▸ **Your objective**
Select and copy out every line in the records containing "below".

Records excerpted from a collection
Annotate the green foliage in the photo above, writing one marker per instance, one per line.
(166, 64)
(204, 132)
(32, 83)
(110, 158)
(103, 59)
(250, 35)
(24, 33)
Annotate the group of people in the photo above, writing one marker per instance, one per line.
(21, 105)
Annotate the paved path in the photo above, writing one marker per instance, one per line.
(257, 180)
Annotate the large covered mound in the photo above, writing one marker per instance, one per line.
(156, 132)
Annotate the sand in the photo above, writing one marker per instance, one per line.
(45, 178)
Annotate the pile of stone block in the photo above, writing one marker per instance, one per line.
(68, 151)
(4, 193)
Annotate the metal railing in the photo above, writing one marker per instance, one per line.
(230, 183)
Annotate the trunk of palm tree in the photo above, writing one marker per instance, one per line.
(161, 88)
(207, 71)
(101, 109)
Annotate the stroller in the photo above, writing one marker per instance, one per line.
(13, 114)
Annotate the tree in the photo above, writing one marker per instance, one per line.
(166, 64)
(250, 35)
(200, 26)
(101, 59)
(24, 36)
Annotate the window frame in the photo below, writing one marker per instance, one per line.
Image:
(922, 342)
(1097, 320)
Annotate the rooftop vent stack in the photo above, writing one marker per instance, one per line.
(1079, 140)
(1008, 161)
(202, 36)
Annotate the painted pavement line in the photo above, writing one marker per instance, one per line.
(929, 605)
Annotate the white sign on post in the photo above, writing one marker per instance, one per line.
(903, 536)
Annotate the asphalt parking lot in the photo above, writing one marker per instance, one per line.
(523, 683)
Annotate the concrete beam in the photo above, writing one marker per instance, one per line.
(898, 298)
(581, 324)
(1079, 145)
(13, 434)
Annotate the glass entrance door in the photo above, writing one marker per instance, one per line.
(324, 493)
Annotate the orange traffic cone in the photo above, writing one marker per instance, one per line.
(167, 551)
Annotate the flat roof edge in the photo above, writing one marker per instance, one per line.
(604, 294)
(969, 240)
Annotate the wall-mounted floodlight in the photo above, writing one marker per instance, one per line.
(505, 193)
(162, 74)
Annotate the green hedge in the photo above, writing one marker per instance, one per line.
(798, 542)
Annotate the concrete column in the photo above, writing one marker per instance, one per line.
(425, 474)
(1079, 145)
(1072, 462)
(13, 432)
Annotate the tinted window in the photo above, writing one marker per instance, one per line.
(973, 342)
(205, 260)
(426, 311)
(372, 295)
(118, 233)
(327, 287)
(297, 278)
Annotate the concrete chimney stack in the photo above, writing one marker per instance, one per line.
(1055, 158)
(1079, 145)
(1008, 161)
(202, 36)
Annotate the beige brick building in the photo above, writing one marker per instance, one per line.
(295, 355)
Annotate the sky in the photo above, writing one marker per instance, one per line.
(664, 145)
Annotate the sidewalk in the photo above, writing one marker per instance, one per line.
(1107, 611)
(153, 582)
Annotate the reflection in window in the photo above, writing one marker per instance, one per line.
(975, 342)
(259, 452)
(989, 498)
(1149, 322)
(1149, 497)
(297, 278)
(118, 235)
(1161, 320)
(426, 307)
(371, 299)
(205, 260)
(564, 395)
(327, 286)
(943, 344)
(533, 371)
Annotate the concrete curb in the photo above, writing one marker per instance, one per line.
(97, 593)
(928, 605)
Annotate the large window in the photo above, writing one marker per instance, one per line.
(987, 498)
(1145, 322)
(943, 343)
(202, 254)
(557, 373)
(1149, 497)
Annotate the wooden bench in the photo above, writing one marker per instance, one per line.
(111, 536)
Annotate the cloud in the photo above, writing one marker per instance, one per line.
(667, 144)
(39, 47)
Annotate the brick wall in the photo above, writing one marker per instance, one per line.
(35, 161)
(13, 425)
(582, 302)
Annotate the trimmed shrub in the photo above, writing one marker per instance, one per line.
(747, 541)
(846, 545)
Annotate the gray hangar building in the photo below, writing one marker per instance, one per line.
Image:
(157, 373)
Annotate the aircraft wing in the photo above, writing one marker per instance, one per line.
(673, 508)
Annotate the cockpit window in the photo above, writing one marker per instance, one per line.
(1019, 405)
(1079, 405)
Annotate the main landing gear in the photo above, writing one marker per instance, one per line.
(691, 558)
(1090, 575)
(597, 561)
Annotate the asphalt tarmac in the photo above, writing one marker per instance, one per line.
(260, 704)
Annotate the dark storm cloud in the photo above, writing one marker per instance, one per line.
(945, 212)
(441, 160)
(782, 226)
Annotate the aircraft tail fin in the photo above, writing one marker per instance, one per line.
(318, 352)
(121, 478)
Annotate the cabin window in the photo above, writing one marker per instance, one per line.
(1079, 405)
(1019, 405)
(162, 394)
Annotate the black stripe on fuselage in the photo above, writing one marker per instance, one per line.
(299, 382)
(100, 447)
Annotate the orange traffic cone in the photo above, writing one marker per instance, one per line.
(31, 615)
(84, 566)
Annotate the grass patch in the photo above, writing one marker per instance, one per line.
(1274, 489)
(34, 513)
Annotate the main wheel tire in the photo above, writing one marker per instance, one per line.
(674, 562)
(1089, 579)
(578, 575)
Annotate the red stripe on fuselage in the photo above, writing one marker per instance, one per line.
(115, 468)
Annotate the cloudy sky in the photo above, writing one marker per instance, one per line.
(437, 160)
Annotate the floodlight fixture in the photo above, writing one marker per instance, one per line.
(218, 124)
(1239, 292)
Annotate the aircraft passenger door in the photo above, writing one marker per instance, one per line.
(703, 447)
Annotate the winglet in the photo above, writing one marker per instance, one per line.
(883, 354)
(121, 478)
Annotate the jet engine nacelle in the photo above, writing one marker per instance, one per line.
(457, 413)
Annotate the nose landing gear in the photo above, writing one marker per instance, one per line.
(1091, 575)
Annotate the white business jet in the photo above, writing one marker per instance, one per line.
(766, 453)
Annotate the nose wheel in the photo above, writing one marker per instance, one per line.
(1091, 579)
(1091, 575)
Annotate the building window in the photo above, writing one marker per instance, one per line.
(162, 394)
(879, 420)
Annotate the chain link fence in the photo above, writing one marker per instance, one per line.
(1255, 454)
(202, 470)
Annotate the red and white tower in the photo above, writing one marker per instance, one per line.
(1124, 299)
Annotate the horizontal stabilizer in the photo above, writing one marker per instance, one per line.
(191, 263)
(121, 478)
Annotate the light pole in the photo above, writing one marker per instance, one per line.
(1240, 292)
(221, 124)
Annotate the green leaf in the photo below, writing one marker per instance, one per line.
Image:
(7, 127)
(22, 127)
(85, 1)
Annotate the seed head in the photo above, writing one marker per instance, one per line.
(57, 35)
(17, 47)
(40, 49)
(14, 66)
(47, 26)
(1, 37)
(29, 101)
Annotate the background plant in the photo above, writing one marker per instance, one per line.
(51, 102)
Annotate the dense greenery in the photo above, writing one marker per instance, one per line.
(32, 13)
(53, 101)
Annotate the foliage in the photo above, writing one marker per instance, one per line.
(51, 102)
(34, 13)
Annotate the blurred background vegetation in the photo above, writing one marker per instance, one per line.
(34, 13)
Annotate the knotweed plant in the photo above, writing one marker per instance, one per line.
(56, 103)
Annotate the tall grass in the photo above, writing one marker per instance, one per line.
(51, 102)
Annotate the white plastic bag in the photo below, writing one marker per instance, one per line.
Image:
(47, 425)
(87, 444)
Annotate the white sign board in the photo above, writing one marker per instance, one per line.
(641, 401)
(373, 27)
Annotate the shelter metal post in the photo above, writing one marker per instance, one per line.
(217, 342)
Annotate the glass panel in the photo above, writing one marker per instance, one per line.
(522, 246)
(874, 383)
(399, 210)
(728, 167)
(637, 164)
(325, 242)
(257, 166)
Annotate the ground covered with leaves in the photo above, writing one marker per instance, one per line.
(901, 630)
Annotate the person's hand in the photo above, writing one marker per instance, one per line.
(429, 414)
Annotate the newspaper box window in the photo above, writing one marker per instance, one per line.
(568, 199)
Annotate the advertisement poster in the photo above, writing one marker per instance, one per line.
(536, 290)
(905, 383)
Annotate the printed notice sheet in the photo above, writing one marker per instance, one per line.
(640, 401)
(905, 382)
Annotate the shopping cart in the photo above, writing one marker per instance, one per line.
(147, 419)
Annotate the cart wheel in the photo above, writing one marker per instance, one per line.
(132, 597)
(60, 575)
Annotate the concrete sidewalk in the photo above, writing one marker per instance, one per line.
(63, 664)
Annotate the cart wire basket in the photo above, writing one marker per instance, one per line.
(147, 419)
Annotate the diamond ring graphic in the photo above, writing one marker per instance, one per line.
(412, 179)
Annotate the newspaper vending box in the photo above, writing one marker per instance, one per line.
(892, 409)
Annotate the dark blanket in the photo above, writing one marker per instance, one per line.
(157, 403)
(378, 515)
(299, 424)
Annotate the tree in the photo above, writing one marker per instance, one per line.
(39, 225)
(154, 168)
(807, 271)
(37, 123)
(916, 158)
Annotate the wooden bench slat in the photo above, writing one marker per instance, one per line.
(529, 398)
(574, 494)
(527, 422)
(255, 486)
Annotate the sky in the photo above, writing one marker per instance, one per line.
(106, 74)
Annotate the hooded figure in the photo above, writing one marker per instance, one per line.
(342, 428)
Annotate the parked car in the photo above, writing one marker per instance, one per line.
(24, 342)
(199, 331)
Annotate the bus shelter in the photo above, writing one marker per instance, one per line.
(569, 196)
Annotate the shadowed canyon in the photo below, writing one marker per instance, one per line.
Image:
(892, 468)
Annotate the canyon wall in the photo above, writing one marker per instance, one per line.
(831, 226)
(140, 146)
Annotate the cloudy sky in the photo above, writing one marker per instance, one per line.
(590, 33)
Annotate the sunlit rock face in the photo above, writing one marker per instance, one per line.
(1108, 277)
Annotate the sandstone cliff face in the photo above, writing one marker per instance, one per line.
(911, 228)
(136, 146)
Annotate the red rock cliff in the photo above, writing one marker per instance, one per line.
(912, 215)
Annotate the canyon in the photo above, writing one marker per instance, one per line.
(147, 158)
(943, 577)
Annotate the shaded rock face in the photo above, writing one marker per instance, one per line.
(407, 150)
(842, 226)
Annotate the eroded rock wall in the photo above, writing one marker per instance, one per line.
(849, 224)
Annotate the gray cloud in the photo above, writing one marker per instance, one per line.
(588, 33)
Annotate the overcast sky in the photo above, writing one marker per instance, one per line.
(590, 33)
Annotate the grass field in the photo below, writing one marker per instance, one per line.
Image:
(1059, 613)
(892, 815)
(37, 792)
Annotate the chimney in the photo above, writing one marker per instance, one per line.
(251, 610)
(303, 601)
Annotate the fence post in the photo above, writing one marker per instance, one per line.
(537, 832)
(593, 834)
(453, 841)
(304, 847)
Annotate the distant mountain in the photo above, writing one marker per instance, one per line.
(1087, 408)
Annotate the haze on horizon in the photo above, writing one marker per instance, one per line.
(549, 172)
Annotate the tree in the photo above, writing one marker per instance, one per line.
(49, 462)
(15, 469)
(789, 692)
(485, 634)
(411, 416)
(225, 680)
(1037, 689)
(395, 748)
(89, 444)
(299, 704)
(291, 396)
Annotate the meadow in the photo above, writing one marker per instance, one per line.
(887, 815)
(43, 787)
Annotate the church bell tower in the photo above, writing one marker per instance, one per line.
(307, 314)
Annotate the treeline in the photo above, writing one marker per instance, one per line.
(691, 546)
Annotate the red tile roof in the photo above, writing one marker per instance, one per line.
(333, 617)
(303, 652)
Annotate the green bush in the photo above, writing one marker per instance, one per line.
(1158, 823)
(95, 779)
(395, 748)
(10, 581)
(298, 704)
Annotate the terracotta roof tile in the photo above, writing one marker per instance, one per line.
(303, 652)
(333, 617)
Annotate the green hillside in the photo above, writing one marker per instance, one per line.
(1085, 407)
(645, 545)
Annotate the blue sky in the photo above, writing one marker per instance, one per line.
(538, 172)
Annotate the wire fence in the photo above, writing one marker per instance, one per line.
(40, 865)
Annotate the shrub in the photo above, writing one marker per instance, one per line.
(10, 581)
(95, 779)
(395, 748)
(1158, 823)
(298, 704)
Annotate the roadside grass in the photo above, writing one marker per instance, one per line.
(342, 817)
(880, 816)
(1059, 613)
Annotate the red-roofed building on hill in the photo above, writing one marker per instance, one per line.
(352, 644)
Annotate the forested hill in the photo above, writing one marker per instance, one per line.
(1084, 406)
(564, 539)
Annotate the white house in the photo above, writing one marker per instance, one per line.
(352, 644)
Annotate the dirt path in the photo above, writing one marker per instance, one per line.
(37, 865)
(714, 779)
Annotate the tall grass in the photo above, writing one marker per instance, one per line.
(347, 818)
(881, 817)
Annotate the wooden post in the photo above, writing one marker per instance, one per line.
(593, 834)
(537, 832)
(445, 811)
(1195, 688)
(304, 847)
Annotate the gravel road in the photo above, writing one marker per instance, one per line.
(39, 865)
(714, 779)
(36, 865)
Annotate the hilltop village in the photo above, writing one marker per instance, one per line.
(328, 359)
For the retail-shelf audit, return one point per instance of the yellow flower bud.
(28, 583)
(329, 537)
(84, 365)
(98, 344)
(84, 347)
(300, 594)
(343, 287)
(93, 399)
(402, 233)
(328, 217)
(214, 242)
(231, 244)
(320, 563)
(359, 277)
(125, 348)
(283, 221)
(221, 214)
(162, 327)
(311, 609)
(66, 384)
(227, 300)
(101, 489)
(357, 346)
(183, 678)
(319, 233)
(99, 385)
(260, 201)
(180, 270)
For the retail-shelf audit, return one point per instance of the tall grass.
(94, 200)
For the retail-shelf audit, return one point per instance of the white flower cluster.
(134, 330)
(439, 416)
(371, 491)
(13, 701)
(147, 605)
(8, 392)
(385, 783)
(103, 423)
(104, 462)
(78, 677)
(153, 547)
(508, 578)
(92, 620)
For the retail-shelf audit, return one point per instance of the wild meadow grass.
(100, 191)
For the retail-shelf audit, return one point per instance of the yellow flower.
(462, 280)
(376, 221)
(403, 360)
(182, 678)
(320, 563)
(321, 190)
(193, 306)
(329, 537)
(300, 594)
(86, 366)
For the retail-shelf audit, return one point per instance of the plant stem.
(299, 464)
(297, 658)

▸ **Response**
Annotate the window frame in the photo below, writing one marker per instance, one per line.
Annotate the gray hangar building in the photo below, writing one marker per instance, one per line.
Annotate the green leaf in the photo below, writing one marker per instance, one per line.
Annotate the white plastic bag in the photo below, writing one marker per instance, one per line.
Annotate the shadowed canyon in the photo below, writing one marker per instance, one per line.
Annotate the grass field in the photo below, writing one marker per instance, one per line.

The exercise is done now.